**WHAT YOU HAVE TO DO:** Copy out all of the records below, replacing every "Place a point on" with "Mark a point on" and leaving everything else unchanged.

________

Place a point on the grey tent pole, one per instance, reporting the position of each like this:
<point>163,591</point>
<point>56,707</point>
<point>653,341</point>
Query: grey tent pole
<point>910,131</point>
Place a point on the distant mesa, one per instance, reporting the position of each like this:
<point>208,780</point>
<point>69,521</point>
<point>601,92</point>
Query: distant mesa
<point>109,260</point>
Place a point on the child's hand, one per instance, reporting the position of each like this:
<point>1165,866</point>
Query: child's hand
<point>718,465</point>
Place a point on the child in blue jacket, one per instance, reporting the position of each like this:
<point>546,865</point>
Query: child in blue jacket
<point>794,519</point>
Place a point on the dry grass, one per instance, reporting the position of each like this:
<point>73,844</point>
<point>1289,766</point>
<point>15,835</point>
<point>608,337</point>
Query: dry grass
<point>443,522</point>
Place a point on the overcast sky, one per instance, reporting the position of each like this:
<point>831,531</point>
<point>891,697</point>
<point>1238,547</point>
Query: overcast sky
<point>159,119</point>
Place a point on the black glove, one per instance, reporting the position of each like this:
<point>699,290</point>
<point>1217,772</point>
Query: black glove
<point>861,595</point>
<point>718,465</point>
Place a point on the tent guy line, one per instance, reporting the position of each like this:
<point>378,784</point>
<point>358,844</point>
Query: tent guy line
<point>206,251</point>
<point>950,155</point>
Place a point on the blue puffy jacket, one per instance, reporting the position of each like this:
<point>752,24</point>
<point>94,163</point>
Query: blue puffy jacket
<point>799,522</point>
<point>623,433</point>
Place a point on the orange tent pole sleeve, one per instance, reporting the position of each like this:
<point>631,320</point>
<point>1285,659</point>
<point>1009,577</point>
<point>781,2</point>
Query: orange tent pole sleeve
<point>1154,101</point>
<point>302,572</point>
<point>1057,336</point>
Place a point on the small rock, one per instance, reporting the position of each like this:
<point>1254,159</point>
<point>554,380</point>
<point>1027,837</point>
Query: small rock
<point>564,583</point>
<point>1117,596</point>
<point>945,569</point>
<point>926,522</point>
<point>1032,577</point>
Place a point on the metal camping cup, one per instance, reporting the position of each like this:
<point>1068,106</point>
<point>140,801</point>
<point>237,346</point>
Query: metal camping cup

________

**EXERCISE ANSWER:**
Mark a point on the grey tent pole, one per instance, reporting the position of each like this:
<point>163,591</point>
<point>56,707</point>
<point>653,341</point>
Query: grey tent pole
<point>910,131</point>
Mark a point on the distant mesa, one per instance, reporting the position of each like this:
<point>208,780</point>
<point>69,521</point>
<point>601,92</point>
Query: distant mesa
<point>109,260</point>
Mark a point on the child's hand, one per instance, reporting the position of each like this:
<point>1165,866</point>
Query: child's hand
<point>718,465</point>
Mark a point on the child in blue jacket, one per instance, reporting the position of each like this:
<point>546,865</point>
Query: child in blue jacket
<point>794,519</point>
Mark a point on the dry grass, one per instance, reporting the position of each like this:
<point>73,844</point>
<point>1289,766</point>
<point>15,835</point>
<point>608,337</point>
Query: dry grass
<point>443,522</point>
Mark a point on the overcast sky, one per instance, reporting the position of each like this:
<point>831,531</point>
<point>891,697</point>
<point>1238,547</point>
Query: overcast sky
<point>159,119</point>
Mark a point on the black glove, one per instance, reporting the position of each like this:
<point>699,290</point>
<point>1217,772</point>
Query: black glove
<point>861,595</point>
<point>718,465</point>
Mark a point on the tent guy line, one per instance, reporting the position of each like this:
<point>378,784</point>
<point>358,844</point>
Query: tent guy line
<point>206,251</point>
<point>950,155</point>
Mark a point on the blue puffy jacket, one per instance, reporting the position of each like this:
<point>752,24</point>
<point>94,163</point>
Query: blue puffy jacket
<point>799,522</point>
<point>623,433</point>
Mark a point on the orange tent pole sleeve, one per instance, reporting the position of each like this:
<point>631,320</point>
<point>1285,659</point>
<point>1009,577</point>
<point>781,2</point>
Query: orange tent pole sleeve
<point>1154,101</point>
<point>302,572</point>
<point>1057,336</point>
Mark a point on the small rock, one per instance, reporting the position of each like this:
<point>1254,159</point>
<point>554,380</point>
<point>1027,837</point>
Query: small rock
<point>564,583</point>
<point>1117,596</point>
<point>945,569</point>
<point>926,522</point>
<point>1032,577</point>
Mark a point on the metal camping cup, one per instance, reporting the position of each like this:
<point>1068,106</point>
<point>140,801</point>
<point>237,346</point>
Query: metal camping cup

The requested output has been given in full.